__How to complete this task__
Word for word, restate every line from the one with "Target: brake light" through the end of the records below, both included, and add nothing.

----- Provided information -----

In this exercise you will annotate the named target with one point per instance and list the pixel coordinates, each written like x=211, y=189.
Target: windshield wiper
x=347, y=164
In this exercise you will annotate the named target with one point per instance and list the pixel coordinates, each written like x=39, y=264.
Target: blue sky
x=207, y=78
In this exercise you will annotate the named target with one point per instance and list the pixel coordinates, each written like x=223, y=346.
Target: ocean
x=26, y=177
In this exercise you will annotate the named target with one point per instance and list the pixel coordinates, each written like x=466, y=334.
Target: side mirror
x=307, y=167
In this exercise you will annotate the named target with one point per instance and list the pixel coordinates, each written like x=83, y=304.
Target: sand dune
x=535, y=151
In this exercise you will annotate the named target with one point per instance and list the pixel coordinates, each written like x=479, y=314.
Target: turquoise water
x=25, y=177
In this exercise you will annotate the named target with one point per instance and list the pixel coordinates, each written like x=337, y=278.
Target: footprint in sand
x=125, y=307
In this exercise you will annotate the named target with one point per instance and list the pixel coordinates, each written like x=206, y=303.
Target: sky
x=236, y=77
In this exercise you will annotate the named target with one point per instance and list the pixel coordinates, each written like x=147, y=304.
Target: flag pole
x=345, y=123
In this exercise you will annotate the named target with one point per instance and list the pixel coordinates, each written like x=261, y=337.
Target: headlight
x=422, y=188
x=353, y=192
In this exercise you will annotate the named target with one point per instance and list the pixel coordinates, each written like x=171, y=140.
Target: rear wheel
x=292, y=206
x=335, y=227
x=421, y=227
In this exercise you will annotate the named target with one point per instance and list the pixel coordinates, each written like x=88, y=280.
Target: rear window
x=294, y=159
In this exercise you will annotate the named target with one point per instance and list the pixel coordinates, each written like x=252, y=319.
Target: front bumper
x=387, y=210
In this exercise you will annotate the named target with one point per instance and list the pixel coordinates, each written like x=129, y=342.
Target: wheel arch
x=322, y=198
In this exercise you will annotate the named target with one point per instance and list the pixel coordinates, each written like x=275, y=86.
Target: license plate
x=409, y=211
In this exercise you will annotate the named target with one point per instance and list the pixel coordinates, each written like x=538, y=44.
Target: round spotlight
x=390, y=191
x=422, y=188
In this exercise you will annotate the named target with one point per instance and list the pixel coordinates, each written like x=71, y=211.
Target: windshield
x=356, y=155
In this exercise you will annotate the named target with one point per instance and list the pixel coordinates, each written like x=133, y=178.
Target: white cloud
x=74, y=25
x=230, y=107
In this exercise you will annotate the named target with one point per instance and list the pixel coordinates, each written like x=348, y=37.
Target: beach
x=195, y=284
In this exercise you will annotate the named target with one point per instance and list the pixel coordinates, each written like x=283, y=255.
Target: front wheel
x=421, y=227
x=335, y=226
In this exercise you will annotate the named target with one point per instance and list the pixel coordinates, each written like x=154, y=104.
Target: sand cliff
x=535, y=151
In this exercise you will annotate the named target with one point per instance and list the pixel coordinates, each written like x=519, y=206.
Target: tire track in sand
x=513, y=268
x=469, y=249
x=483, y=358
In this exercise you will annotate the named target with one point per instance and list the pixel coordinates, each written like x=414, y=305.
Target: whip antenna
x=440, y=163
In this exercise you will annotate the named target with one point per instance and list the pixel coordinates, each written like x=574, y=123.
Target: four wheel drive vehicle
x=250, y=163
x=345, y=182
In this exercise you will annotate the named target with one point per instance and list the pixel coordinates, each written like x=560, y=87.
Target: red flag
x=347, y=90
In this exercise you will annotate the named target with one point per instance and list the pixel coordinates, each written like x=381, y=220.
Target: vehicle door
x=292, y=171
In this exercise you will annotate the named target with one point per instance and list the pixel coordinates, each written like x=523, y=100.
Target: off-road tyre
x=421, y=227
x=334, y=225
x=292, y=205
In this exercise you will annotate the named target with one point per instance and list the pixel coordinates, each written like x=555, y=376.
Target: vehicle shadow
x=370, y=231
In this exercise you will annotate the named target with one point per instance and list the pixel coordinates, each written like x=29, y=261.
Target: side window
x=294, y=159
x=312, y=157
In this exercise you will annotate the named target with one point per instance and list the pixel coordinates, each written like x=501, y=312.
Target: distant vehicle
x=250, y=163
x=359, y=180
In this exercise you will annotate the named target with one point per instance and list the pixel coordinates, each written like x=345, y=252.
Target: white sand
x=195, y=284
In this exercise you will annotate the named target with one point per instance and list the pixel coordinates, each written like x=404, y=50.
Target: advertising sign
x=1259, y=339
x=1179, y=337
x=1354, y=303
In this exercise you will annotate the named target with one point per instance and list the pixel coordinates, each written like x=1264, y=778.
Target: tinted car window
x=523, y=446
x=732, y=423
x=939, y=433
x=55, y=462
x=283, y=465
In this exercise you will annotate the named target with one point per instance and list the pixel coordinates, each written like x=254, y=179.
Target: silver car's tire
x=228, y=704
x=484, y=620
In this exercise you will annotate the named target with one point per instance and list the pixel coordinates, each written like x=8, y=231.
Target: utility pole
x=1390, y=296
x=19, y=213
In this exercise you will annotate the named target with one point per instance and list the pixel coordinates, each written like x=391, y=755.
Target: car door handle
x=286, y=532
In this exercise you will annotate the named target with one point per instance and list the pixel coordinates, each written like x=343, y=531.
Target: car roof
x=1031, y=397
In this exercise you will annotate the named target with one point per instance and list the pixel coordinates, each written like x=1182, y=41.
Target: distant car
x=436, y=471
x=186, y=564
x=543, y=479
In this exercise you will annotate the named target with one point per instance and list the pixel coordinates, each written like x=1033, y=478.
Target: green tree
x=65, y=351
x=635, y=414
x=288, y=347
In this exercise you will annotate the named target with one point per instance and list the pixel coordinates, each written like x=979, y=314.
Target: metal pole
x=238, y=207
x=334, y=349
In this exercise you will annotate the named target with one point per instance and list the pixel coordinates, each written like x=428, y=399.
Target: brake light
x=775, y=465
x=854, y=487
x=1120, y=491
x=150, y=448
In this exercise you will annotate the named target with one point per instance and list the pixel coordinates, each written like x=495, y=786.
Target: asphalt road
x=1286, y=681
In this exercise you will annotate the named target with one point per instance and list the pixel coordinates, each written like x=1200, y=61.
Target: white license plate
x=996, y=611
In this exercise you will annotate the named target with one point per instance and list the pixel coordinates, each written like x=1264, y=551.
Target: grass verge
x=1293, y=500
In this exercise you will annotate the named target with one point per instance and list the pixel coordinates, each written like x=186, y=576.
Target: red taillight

-----

__Output of the exercise__
Target: brake light
x=775, y=465
x=854, y=487
x=1120, y=491
x=150, y=448
In this exercise you will annotate the named target with one point per instance and list the pixel coordinates, each written like x=495, y=786.
Target: asphalt road
x=1286, y=681
In this exercise you will annotate the named target with one point per instance and list the pixel coordinates, each written like x=1200, y=61.
Target: white license plate
x=996, y=611
In this exercise you will annotate the named target with one point per instance and list the pixel coordinates, each written like x=1264, y=551.
Target: grass verge
x=1293, y=500
In this exercise you will annotate the named target with one point per instance and list the pixel coordinates, each written like x=186, y=576.
Target: red taillight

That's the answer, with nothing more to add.